----- Passage given -----

The relationship between Adriana and Arthur begins with conflict, but evolves into a bond of trust, affection, and friendship. He finds loyalty in her; she sees in him a man fragile inside. Fearing that his ambitious family will inherit his fortune, Arthur makes a radical decision: he proposes a marriage of convenience to Adriana, based on protection, gratitude, and kindness. Torn between pride and the need to rebuild her life, Adriana accepts, even with the disapproval of Arthur's family and also of Otoniel, who distrusts the Brandão family. Meanwhile, Pedro sees his world crumble when he discovers that the woman he never forgot is about to marry his godfather. He finds himself torn between love and a sense of justice, while clashing with his father, Ademir, a criminal lawyer of dubious character.

----- Data supplied -----

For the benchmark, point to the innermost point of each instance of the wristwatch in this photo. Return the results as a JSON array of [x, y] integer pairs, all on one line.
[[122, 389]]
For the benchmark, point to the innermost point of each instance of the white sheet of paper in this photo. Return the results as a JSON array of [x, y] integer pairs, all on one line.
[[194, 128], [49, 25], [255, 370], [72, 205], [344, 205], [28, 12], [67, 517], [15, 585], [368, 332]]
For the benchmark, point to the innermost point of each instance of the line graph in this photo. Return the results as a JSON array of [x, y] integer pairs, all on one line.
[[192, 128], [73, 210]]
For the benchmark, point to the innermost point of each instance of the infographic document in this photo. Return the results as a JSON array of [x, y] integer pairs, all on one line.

-----

▶ [Task to complete]: Continue the plot summary about Adriana, Arthur, and Pedro from the point where it stops. None of these items matter for what comes next.

▶ [Task result]:
The plot takes a turn on the wedding night when, after officiating the union, Arthur is mysteriously murdered. Arturo's sister, resentful and envious socialite Pilar, accuses Adriana as the main suspect, fabricating evidence and bringing in false witnesses, including housekeeper Diná, to incriminate her. Accused, she is tried in a court presided over by Ademir and sent to prison, where she serves six years in a closed regime. Upon leaving prison, Adriana only thinks about getting revenge on the people who framed her, including Pilar, who assumed all of Arthur's fortune and businesses, and Pedro, whom she believes was one of those responsible for her conviction, becoming involved with Heitor in the process, while Pedro, even though in love with Adriana, tries to move on with the ambitious Bruna.

== Cast ==
- Letícia Colin as Adriana de Moraes Brandão
- Chay Suede as Pedro Santana
- Nathalia Dill as Francesca
- Renato Góes as Heitor Brandão
- Isabel Teixeira as Pilar Brandão
- Alexandre Borges as Ulisses Brandão
- Flávia Alessandra as Fábia Brandão
- Agatha Moreira as Ingrid Brandão
- Belize Pombal as Silvana Brandão
- Tony Ramos as Otoniel de Moraes
- Isabela Garcia as Elisa de Moraes
- Mariana Ximenes as Eudora "Dora" Santana
- Dan Stulbach as Dr. Ademir Santana
- Tatá Werneck as Brigitte Brandão
- João Vitor Silva as Rafael Brandão
- Rainer Cadete as César
- João Victor Gonçalves as Maurício de Moraes "Mau Mau"
- Dhara Lopes as Camila Brandão
- Gui Ferraz as Tiago Brandão
- Pietro Antonelli as Felipe Brandão
- Mah Duarte as Carolina Brandão
- Guilherme Piva as Edvaldo
- Henrique Barreira as André
- Deborah Evelyn as Carmen "Carmita"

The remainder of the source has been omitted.